• _Exercise prompt_
Produce the listing below again, exactly as shown.

• _Provided entries_

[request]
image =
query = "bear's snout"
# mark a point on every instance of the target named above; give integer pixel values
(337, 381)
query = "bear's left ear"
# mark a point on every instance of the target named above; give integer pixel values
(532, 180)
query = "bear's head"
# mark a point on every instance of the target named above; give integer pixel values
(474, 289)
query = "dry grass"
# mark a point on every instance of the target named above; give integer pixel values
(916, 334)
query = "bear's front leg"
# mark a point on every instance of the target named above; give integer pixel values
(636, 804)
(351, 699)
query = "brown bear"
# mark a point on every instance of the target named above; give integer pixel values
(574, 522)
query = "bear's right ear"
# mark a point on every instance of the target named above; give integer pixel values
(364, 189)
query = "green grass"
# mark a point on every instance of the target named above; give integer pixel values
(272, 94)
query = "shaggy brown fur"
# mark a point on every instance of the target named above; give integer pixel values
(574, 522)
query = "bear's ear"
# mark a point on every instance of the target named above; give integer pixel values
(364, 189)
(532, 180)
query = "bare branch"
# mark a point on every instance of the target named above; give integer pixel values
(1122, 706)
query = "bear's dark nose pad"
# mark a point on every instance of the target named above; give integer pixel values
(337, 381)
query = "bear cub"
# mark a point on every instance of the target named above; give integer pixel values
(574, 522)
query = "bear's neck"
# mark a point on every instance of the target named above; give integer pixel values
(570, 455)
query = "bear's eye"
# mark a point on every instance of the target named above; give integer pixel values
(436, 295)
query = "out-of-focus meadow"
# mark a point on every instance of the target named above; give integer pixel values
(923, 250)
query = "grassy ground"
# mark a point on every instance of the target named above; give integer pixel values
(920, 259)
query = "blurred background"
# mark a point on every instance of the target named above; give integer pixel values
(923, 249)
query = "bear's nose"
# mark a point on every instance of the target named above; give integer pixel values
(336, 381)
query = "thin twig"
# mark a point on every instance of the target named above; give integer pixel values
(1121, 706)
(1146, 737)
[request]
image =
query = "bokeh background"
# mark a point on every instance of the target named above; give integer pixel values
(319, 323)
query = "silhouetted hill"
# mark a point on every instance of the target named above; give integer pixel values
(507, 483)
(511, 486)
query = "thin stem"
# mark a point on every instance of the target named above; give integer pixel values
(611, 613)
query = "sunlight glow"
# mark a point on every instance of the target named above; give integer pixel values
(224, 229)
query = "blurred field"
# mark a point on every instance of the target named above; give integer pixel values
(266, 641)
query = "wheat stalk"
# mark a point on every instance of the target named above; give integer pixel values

• _Task solution_
[request]
image =
query = "bear's snout"
# mark a point on every instance of the target named above; give integer pixel values
(337, 381)
query = "bear's left ear"
# mark a point on every instance of the target named above; give integer pixel values
(532, 180)
query = "bear's head"
# mark a point on every instance of the target named above; give integer pixel values
(474, 289)
query = "dry grass"
# mark a point on every instance of the target named above; give integer pixel values
(916, 334)
query = "bear's front leg"
# mark a point on every instance of the target named above; give integer pixel values
(636, 804)
(351, 699)
query = "brown bear"
# mark a point on every instance of the target named above; give integer pixel values
(574, 522)
query = "bear's right ear"
# mark a point on every instance of the target named above; give integer pixel values
(364, 189)
query = "green grass"
# mark a point on every instance of the target named above; give integer pixel values
(272, 94)
query = "shaggy brown fur"
# mark a point on every instance of the target named above; give integer pixel values
(574, 522)
query = "bear's ear"
# mark a point on every instance of the target named above; give integer pixel values
(364, 189)
(532, 180)
query = "bare branch"
# mark a point on every instance of the target named above; give integer pixel values
(1122, 706)
query = "bear's dark nose pad"
# mark a point on every instance of the target named above; give integer pixel values
(337, 381)
query = "bear cub"
# mark a point on every instance of the target named above; give integer pixel values
(574, 522)
query = "bear's neck"
# mark a point on every instance of the target named above; give integer pixel values
(570, 455)
query = "bear's eye"
# mark a point on every instance of the target named above; give integer pixel values
(436, 295)
query = "out-of-focus meadow"
# mark a point on every instance of the target named above; give integer pixel values
(923, 250)
query = "grassy ground"
# mark a point on every instance of the target named above; give integer pixel values
(920, 259)
query = "blurred background"
# mark a point on every instance of the target named above; give integer pixel values
(923, 249)
query = "bear's nose"
# mark a point on every instance of the target named above; give integer pixel values
(336, 381)
query = "thin twig"
# mark a point on every instance of the target named above; give integer pixel values
(1121, 706)
(1146, 737)
[request]
image =
query = "bokeh background"
# mark a point on every instance of the target named above; give integer pixel values
(319, 323)
query = "silhouetted hill"
# mark a point on every instance of the target named above; give integer pixel values
(507, 483)
(511, 486)
query = "thin stem"
# mark a point on every instance of the target named above; give integer pixel values
(611, 613)
query = "sunlight glow"
# mark a point on every instance of the target named above; give integer pixel values
(224, 229)
query = "blurred field"
# mark a point on every instance of the target named above; give integer pixel values
(266, 641)
query = "wheat stalk"
# mark a point on every instance of the target named above; give integer pixel values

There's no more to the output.